WRITTEN INSTRUCTION 1: Transcribe the forum thread on fitting survival models with R2MLwiN from "Page 1 of 1" to "found any examples.".

[START EXCERPT PROVIDED]

Page 1 of 1

Fitting survival models using R2MLwiN

Posted: Wed Feb 15, 2017 6:43 pm
by dimension3
Hi there,

Is it possible to fit survival models using R2MLwiN? I haven't found any examples.

Many thanks in advance and kind regards,

Benjamin

Re: Fitting survival models using R2MLwiN

Posted: Fri Feb 17, 2017 10:13 am
by ChrisCharlton
There is no specific option for this, however as described in section 11.11 in the book "Multilevel statistical models" by Harvey Goldstein you can fit these models by specifying a zero/one response (i.e. whether the unit survives or not) at level-1 and then putting the actual level-1 units at level-2, etc.

Re: Fitting survival models using R2MLwiN

Posted: Wed Apr 26, 2017 12:57 pm
by dimension3
For the sake of completeness, here is my solution. As shown by Ma et al. (2003) and Feng et al. (2005), the likelihood function of Cox models with normal random effects is proportional to the likelihood of such random effects Poisson models. Specifically, Cox models with normal random effects can be estimated as generalized linear models with a binary Poisson count response and a specific offset parameter. The approach requires each observation in the data to be split into multiple records based on the complete set of failure times in the data-set (counting process format) and the offset to be the logarithm of the length of each time-interval. The baseline hazard is modelled as a smooth function of time, in our case a 4th order polynomial as suggested by Rabe-Hesketh and Skrondal (2012: 797-862). See also Elghafghuf, A., Stryhn, H., and Waldner, C. (2014) who apply such a model.

[END EXCERPT PROVIDED]
[START TASK DATA]

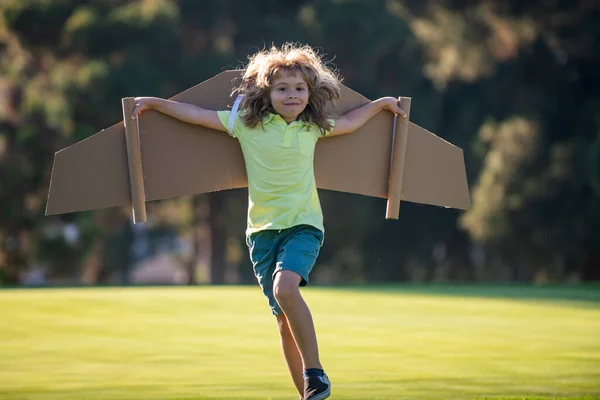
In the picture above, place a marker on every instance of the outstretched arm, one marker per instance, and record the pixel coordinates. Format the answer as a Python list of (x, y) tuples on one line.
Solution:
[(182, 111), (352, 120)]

[END TASK DATA]
[START TASK DATA]

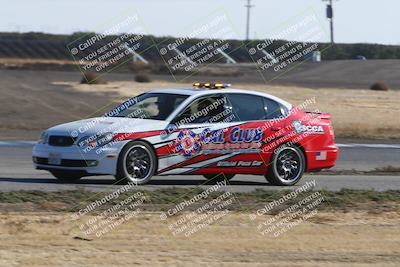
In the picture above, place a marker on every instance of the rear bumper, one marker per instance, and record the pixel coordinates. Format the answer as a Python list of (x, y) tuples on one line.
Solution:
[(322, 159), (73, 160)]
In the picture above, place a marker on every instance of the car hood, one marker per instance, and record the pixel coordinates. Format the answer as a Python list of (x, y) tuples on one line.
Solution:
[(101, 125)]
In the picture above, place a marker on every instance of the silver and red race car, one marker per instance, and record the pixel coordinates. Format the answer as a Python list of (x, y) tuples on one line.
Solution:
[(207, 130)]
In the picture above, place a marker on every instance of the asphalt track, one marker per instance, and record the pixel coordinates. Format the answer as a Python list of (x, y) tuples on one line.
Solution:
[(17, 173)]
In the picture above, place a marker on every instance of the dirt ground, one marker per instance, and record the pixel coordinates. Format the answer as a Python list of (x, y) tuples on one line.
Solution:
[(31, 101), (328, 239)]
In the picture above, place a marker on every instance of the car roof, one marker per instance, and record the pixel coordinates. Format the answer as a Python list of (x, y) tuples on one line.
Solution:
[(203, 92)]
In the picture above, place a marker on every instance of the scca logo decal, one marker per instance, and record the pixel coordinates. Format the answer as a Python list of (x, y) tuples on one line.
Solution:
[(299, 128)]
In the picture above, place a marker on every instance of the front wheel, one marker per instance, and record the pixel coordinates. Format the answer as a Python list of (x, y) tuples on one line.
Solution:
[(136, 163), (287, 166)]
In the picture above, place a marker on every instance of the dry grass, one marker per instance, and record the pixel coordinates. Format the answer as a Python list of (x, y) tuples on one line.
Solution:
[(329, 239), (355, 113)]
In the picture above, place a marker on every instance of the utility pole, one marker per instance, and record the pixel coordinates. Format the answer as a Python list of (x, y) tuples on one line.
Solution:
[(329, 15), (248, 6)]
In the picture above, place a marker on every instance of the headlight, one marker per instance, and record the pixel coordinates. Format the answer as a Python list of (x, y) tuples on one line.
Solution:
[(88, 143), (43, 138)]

[END TASK DATA]

WRITTEN INSTRUCTION 2: In the rows above, rewrite the lines from the line with "of the asphalt" to the line with "[(299, 128)]", putting "image coordinates" wherever "pixel coordinates" stands and changing nothing else.

TASK OUTPUT 1:
Page 1 of 1

Fitting survival models using R2MLwiN

Posted: Wed Feb 15, 2017 6:43 pm
by dimension3
Hi there,

Is it possible to fit survival models using R2MLwiN? I haven't found any examples.

TASK OUTPUT 2:
In the picture above, place a marker on every instance of the asphalt track, one marker per instance, and record the image coordinates. Format the answer as a Python list of (x, y) tuples on one line.
Solution:
[(17, 173)]
In the picture above, place a marker on every instance of the dirt ground, one marker per instance, and record the image coordinates. Format the answer as a Python list of (x, y) tuples on one line.
Solution:
[(31, 101), (328, 239)]
In the picture above, place a marker on every instance of the car roof, one marker per instance, and record the image coordinates. Format the answer as a Python list of (x, y) tuples on one line.
Solution:
[(203, 92)]
In the picture above, place a marker on every instance of the scca logo decal, one marker per instance, and record the image coordinates. Format the answer as a Python list of (x, y) tuples on one line.
Solution:
[(299, 128)]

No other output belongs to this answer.